=== Written exercise ===
In the records below, copy out unchanged the stretch from the line containing "Spot the gray" through the line containing "[(556, 476)]", both included.

○ ○ ○ ○ ○ ○ ○

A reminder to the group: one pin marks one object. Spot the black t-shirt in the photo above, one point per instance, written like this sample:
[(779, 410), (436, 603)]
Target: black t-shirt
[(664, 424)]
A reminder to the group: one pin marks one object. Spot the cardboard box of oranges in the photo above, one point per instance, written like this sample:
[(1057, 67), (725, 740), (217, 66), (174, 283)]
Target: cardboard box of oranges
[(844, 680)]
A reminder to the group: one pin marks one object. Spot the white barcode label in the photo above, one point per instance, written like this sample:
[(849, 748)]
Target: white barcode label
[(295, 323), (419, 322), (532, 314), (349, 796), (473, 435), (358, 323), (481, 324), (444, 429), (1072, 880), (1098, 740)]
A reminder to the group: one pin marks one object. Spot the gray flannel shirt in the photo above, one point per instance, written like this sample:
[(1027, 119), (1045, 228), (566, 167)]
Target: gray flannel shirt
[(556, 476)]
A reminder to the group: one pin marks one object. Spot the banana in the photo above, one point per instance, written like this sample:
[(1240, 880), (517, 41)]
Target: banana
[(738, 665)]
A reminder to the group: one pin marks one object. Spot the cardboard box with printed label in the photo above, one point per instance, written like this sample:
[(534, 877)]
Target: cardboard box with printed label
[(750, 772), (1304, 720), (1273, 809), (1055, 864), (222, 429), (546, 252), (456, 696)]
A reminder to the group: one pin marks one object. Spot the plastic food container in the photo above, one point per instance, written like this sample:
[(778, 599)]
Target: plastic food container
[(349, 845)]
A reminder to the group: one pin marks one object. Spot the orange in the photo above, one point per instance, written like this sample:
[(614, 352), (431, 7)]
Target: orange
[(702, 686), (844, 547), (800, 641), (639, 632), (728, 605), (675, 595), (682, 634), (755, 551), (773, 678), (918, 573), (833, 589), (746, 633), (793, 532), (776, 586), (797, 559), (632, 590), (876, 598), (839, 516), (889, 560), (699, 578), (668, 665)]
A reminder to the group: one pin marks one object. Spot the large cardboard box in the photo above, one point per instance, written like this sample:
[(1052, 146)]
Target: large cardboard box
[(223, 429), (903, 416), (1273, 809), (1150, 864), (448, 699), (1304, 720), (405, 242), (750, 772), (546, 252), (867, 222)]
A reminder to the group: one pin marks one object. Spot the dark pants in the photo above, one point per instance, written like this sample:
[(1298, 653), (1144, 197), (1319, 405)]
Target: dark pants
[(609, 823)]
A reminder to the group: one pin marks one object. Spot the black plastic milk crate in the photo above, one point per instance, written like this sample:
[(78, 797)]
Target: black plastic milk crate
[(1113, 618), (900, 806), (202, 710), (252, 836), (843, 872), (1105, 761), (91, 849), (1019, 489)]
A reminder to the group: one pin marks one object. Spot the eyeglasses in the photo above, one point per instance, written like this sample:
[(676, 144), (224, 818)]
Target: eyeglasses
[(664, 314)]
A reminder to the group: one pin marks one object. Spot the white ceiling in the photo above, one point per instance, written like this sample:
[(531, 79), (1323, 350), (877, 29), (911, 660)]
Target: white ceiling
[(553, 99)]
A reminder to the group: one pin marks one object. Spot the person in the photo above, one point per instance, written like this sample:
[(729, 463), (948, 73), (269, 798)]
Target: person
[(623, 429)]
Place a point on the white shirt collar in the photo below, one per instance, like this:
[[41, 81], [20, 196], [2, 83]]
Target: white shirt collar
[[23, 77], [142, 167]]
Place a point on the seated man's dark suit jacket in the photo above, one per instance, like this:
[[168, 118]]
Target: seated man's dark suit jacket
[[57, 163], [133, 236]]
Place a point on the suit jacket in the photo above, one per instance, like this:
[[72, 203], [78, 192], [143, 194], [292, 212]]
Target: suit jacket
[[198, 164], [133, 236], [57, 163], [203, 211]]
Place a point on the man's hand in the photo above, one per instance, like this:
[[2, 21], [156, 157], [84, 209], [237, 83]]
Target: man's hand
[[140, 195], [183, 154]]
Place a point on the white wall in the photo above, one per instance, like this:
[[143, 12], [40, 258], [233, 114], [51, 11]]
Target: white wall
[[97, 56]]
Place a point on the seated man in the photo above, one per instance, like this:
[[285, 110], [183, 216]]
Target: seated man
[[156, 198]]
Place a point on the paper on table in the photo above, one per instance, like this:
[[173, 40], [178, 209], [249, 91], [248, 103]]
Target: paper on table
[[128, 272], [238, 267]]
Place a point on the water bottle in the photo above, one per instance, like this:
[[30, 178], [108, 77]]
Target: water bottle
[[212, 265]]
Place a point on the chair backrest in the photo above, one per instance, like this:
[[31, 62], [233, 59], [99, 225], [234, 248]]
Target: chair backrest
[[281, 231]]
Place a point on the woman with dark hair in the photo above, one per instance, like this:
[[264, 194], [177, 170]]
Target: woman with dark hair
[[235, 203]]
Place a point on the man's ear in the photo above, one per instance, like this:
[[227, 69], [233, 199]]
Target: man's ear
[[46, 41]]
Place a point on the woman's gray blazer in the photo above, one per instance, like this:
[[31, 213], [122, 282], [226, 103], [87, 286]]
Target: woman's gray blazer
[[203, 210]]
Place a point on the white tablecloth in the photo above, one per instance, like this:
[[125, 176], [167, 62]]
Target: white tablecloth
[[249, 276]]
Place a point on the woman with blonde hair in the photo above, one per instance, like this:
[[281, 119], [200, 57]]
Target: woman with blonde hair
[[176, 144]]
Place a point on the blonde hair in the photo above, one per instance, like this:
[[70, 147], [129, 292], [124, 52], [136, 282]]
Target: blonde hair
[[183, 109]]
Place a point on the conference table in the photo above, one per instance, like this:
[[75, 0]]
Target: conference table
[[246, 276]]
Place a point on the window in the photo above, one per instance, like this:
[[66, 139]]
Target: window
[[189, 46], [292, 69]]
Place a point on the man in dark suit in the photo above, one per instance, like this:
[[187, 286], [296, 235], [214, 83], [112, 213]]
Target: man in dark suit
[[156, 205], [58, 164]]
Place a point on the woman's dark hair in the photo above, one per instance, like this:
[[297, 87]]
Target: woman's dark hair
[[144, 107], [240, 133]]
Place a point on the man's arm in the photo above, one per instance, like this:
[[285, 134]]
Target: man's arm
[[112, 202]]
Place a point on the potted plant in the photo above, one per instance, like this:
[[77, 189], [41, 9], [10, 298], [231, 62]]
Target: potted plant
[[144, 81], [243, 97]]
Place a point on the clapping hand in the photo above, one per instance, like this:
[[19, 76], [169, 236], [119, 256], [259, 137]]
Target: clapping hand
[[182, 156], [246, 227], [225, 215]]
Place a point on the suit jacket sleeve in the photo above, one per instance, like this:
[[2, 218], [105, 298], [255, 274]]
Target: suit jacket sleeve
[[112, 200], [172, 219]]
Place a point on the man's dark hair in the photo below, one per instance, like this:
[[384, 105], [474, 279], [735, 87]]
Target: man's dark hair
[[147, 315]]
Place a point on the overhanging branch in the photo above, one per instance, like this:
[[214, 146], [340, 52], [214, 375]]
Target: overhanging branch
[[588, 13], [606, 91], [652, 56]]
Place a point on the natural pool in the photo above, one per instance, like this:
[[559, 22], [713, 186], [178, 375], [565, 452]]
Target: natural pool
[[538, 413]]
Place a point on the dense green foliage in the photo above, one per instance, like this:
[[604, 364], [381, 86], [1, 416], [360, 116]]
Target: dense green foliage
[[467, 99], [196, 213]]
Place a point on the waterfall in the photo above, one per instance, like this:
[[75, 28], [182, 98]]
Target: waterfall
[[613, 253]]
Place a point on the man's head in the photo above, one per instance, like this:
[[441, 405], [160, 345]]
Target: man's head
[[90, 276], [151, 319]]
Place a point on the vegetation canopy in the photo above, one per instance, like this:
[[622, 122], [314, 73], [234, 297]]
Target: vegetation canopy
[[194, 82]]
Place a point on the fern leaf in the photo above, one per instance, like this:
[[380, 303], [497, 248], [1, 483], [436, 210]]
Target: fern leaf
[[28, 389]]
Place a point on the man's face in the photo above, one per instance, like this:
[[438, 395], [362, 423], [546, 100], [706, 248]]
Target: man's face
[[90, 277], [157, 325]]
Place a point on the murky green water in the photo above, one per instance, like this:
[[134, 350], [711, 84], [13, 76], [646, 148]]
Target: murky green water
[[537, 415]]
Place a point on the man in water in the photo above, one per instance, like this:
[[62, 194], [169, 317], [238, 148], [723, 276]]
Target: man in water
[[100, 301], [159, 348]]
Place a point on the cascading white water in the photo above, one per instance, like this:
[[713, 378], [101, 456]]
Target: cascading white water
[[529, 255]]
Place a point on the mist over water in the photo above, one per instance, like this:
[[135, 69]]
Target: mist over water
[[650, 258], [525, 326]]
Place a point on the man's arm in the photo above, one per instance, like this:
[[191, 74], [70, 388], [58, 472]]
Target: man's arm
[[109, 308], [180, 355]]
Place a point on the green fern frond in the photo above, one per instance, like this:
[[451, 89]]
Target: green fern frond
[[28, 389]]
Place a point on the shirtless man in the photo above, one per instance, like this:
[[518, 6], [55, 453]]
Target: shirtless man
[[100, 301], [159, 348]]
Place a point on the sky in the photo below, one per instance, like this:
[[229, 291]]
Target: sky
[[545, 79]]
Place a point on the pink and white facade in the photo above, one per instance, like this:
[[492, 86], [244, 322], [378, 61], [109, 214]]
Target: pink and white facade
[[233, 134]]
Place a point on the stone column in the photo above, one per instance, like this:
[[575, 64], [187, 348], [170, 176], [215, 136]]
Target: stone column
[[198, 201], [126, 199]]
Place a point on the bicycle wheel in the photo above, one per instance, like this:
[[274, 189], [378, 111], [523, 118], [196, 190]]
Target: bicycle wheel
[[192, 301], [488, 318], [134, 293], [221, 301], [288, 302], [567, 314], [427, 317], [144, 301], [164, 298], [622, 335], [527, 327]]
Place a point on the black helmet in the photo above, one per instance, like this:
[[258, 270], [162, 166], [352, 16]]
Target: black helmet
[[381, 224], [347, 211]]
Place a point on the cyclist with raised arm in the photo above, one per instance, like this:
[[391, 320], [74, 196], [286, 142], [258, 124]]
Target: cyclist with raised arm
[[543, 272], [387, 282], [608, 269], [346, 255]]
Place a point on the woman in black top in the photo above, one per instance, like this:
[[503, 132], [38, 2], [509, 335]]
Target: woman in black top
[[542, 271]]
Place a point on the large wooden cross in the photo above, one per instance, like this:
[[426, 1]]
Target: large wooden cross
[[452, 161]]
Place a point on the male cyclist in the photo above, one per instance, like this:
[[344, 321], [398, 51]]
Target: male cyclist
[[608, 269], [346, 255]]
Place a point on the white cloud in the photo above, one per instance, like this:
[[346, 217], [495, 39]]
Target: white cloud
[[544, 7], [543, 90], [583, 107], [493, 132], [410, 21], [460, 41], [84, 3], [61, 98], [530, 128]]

○ ○ ○ ○ ○ ○ ○

=== Exercise result ===
A reminder to the group: one pin marks one object. Spot the gray flannel shirt in the photo above, one point per instance, written like this sample:
[(1027, 119), (1045, 228), (566, 167)]
Target: gray flannel shirt
[(556, 476)]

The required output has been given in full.